# Stated goal
Rewrite the rows between the line holding "Could you please detect the wooden" and the line holding "[49,164,67,182]", inclusive, swapping "forested slope" for "wooded slope" and changing nothing else. Leave the pictures out of your answer.

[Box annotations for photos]
____________

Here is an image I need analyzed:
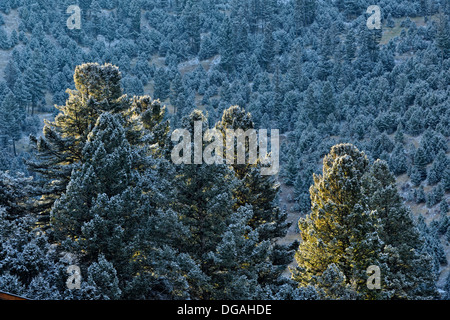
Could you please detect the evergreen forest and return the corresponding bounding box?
[0,0,450,300]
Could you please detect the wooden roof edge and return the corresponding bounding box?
[0,291,30,300]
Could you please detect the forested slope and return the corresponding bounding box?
[0,0,450,299]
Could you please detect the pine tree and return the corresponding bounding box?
[0,91,25,156]
[173,110,235,299]
[51,112,197,299]
[25,50,47,115]
[436,11,450,60]
[362,160,437,299]
[293,144,382,299]
[153,68,170,101]
[28,63,129,223]
[414,147,428,181]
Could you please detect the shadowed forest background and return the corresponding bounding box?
[0,0,450,300]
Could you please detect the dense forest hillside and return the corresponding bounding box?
[0,0,450,300]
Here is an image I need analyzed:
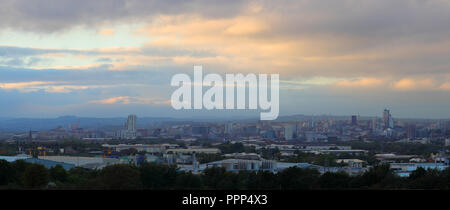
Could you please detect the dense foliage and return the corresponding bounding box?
[0,160,450,190]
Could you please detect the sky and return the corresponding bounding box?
[0,0,450,118]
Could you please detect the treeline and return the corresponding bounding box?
[0,160,450,190]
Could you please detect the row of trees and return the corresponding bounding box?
[0,160,450,190]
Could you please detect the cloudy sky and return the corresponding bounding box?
[0,0,450,118]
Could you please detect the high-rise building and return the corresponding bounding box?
[352,115,358,126]
[284,125,296,140]
[383,109,394,129]
[407,124,416,139]
[225,123,233,134]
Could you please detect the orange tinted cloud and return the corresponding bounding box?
[335,78,384,87]
[98,28,116,36]
[393,78,435,91]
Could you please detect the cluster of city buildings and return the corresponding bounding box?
[9,109,450,145]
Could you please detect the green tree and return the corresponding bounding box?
[24,164,49,188]
[278,167,320,190]
[175,172,203,189]
[139,163,178,189]
[319,172,350,189]
[0,160,14,185]
[49,164,67,182]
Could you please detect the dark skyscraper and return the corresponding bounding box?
[407,124,416,139]
[352,115,358,126]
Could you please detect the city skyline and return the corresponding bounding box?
[0,0,450,119]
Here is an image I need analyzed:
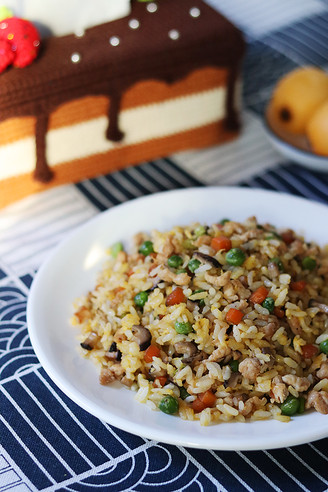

____________

# Solution
Could you please detect the wooden roof edge and return the corresponding bounding box?
[0,291,30,300]
Could you please detect the wooded slope and return the corresponding bounding box?
[0,0,450,299]
Could you please detect the pine tree and return the corresponding bounding box?
[0,91,25,156]
[173,110,235,299]
[51,112,197,299]
[25,50,47,115]
[436,11,450,60]
[362,160,437,299]
[293,144,382,299]
[153,68,170,101]
[28,63,129,223]
[414,147,428,181]
Could you please detect the shadowed forest background and return the corresponding bounding box?
[0,0,450,300]
Could you please detect the dense forest hillside and return the corresponding bounding box?
[0,0,450,300]
Here is an image I need analyzed:
Could you please detect the dense foliage and return the corresponding bounding box?
[0,160,450,190]
Could you please detect the sky and return the corresponding bounding box?
[0,0,450,118]
Could you please detect the treeline and return the corresponding bounding box?
[0,160,450,190]
Could you please detect the row of trees and return the corresponding bounding box?
[0,160,450,190]
Could you please detect the cloudy sky and return the corresponding bounding box?
[0,0,450,118]
Could you please detect the high-rise building and return the corresponding bounding box?
[352,115,358,126]
[284,125,296,140]
[383,109,394,129]
[407,124,416,139]
[225,123,233,134]
Could you please detect the orange tinted cloud and return the corresponding bounding box?
[335,78,384,87]
[98,28,116,36]
[393,78,435,91]
Could you please detect the cluster of city buildings and return the corresponding bounding box?
[9,109,450,145]
Could you please detect the green tree and return the corresponding bounding box?
[24,164,49,188]
[278,167,320,190]
[175,172,203,189]
[139,163,178,189]
[319,172,350,189]
[0,160,14,185]
[49,164,67,182]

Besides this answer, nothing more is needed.